Exercise passage
::::::

What is your name?
jabberwacky: No it isn't.
user: Yep. Yep it is.
jabberwacky: Yes.
user: What's yours?
jabberwacky: Star 98.7!
user: So, your parents didn't like you much then?
...
jabberwacky: It was worth a try, though.
user: What was?
jabberwacky: The alien that burst out of his stomach.
user: Huh?
jabberwacky: Do I need to slow down?
user: What alien?
jabberwacky: An alien from the planet Earth.
user: What was his name?
jabberwacky: Neo from the matrix? That guy flew like fire!
user: Yes he did.
jabberwacky: He did what?
user: Fly like fire.
jabberwacky: Then light yourself.
user: You light yourself.
jabberwacky: No.
user: Don't you want to fly?
jabberwacky: Yes, you do.
user: That'd be nice. But I don't know how.
jabberwacky: It's not knowing it's remembering. Remember how.
user: Oh, you're very clever.
jabberwacky: I know.
...
jabberwacky: What is my shoe size?
user: 2?
jabberwacky: Yeah! But you said you didn't know it!
user: I didn't.
jabberwacky: Yes you did.
user: No I didn't.
jabberwacky: Yes, you did.
user: No.
jabberwacky: YOU DID!
user: Did not!
jabberwacky: DID!
user: This is ridiculous!
jabberwacky: You are.
user: Look , I came here for an argument.
jabberwacky: No, you didn't. You came here for an argument.

::::::

Provided records
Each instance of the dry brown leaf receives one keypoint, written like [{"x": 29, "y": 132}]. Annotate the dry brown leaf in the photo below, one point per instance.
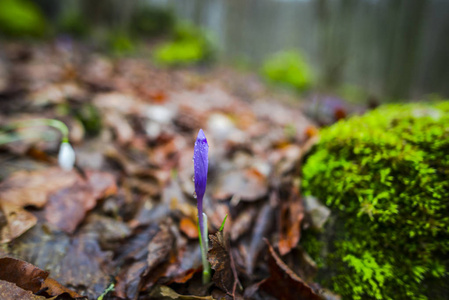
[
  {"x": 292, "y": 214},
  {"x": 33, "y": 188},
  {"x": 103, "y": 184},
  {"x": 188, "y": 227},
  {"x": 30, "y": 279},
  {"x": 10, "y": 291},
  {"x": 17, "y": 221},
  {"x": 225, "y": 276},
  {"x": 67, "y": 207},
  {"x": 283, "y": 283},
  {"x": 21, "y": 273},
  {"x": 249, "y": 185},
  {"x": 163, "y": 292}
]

::::::

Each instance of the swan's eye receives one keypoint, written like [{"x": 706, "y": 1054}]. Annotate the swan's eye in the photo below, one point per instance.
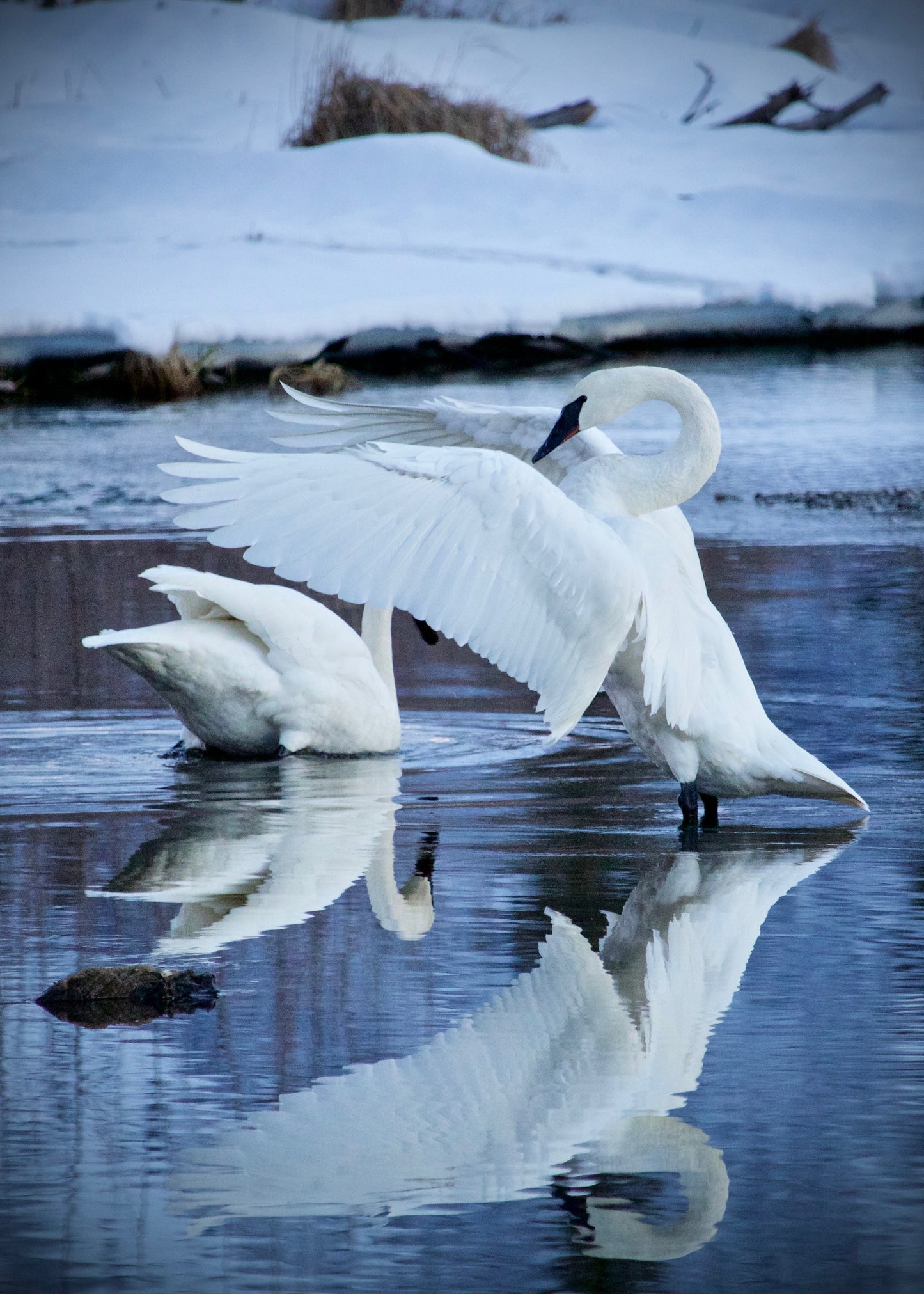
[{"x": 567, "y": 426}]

::::::

How to complete this task
Answer these questions about the jabberwacky conversation:
1. What name does jabberwacky give when the user asks "What's yours?"
2. Who does jabberwacky say "flew like fire"?
3. What shoe size does the user guess?

Output of the exercise
1. Star 98.7
2. Neo from the matrix
3. 2